Instructions to follow:
Rewrite the lines from the one containing "target: french flag sticker" through the end of the material, swapping "even-odd" for "nonzero" and leaving everything else the same.

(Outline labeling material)
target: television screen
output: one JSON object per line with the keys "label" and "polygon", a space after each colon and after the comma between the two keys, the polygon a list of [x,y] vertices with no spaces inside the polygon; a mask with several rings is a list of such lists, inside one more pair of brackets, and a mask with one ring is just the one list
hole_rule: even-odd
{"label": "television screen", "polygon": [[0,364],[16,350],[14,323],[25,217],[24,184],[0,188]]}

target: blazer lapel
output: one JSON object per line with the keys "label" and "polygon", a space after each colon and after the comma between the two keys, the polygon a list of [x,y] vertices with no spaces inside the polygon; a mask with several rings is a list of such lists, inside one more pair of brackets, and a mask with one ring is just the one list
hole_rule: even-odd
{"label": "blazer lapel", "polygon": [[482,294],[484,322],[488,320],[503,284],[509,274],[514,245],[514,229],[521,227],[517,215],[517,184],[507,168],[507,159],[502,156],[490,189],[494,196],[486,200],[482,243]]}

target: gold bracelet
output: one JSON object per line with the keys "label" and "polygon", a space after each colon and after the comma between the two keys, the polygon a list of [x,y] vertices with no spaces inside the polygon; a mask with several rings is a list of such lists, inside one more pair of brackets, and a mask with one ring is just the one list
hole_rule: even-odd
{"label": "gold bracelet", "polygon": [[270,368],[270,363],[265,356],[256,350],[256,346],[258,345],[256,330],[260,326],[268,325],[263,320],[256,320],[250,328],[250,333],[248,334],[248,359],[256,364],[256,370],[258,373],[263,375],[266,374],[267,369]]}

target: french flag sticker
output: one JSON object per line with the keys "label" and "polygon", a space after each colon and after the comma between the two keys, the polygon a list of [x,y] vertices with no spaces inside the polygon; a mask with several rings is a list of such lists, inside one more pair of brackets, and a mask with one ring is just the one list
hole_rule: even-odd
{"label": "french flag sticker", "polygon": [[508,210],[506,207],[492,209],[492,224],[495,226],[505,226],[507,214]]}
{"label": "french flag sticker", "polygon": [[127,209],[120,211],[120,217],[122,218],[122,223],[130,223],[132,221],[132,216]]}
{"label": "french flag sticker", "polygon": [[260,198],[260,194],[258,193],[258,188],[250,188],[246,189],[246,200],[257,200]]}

Problem solution:
target: french flag sticker
output: one JSON object per line with the keys "label" and "polygon", a space after each colon and after the comma between the two keys, the polygon a list of [x,y] vertices with no spaces inside the polygon; a mask with several rings is a list of such lists, inside one more pair of brackets, and a mask with one ring is just the one list
hole_rule: nonzero
{"label": "french flag sticker", "polygon": [[508,210],[506,207],[492,209],[492,224],[495,226],[505,226],[507,214]]}
{"label": "french flag sticker", "polygon": [[127,209],[120,211],[120,217],[122,218],[122,223],[130,223],[132,221],[132,216]]}
{"label": "french flag sticker", "polygon": [[260,198],[260,194],[258,193],[258,188],[250,188],[246,189],[246,200],[257,200]]}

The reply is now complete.